What the task requires » Tally the lines in the records below that contain the string "blue", matching case exactly, and reply with the number alone.
+--
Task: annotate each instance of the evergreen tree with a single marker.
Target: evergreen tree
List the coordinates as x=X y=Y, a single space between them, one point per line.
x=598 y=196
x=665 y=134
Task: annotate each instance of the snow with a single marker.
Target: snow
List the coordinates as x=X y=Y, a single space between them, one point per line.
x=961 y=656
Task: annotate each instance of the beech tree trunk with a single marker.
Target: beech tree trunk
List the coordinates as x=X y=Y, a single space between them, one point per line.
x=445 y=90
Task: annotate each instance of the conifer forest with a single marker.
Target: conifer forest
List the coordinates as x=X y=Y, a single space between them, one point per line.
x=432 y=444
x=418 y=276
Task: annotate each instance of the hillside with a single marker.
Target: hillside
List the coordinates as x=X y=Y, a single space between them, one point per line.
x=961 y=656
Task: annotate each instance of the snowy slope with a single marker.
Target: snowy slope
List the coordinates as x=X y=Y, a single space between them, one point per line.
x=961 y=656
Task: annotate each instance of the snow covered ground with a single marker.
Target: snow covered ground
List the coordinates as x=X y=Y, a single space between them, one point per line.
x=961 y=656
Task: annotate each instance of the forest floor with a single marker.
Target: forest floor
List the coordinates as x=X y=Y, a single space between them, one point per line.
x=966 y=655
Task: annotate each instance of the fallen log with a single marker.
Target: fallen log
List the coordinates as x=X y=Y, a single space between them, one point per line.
+--
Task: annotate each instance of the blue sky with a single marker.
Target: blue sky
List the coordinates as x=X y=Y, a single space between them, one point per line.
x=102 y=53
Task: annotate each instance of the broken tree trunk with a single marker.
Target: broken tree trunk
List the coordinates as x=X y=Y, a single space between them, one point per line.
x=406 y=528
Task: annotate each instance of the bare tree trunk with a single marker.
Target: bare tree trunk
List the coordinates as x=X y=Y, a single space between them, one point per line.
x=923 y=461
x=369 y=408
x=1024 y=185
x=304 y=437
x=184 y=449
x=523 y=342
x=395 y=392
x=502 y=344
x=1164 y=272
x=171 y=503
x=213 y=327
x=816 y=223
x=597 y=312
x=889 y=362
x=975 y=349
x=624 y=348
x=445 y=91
+--
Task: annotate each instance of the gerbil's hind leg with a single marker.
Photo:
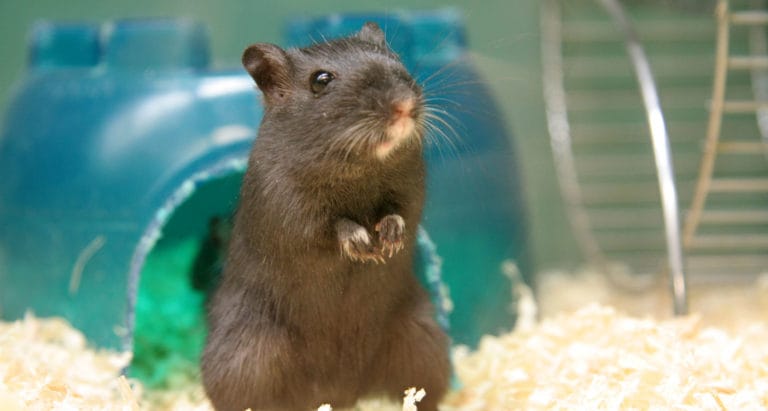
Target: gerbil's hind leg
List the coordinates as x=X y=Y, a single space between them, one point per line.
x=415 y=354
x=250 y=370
+--
Response » 2